» **BRIEF**
Write out word for word only the lines from the one containing "of the sidewalk" through the last line of the rows below, including both of those lines.
--------------------
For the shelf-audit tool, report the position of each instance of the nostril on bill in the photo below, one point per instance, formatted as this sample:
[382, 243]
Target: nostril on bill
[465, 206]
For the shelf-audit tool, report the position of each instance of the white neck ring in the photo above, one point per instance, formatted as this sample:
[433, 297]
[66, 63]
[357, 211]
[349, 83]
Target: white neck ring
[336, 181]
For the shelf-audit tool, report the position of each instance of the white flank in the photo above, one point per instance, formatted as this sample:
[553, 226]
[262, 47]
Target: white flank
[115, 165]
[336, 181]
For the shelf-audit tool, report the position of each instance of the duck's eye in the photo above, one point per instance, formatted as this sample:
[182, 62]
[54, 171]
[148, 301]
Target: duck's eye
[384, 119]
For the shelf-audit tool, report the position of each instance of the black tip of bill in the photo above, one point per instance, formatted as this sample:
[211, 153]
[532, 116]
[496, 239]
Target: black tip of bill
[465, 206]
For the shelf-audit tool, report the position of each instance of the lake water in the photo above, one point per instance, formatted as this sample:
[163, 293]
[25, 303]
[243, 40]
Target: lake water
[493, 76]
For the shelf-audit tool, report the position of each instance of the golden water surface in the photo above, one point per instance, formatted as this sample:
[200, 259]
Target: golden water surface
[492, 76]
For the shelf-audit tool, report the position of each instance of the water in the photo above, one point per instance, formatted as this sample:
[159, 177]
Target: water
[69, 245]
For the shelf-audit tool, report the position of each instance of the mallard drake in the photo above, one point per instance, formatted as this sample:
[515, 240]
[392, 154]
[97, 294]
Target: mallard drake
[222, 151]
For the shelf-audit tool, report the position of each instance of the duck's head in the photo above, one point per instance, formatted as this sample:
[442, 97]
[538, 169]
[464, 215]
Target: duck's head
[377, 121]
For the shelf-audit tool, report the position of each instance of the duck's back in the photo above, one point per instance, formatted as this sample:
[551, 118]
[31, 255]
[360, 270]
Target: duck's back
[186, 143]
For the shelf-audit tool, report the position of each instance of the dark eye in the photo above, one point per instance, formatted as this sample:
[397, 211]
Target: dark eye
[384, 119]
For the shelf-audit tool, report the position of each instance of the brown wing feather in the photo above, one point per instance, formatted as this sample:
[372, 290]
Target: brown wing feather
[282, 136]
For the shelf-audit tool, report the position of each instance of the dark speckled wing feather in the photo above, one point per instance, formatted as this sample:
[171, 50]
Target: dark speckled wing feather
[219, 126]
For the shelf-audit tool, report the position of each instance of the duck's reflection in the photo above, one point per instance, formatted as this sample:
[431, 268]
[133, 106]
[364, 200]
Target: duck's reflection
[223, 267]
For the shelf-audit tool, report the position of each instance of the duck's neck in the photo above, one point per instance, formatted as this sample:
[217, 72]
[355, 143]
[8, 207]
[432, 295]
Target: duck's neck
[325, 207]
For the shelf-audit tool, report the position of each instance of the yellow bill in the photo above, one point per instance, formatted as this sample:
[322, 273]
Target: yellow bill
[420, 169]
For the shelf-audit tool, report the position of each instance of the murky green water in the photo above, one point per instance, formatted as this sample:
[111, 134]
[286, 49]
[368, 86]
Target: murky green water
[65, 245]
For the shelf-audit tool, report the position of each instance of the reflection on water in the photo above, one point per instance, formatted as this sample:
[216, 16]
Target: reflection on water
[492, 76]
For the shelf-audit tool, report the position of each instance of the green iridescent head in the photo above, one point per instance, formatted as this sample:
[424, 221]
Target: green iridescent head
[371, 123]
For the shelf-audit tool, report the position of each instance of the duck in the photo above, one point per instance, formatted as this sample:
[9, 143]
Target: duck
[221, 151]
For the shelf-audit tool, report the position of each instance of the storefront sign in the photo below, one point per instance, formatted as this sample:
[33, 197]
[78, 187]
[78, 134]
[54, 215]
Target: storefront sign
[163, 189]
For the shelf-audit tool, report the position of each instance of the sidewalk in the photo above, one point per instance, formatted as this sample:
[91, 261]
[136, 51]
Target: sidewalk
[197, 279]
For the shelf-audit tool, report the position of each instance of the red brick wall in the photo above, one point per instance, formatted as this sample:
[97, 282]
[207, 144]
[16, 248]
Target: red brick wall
--------------------
» **FINISHED TASK**
For the shelf-audit tool, report the position of each instance of the sidewalk in the photo above, one point per instance, formatted as this sample:
[91, 261]
[136, 51]
Target: sidewalk
[197, 279]
For the shelf-audit tool, report the position of each instance of the red brick wall in the photo above, one point per instance, formatted as this sample:
[97, 282]
[207, 144]
[16, 248]
Target: red brick wall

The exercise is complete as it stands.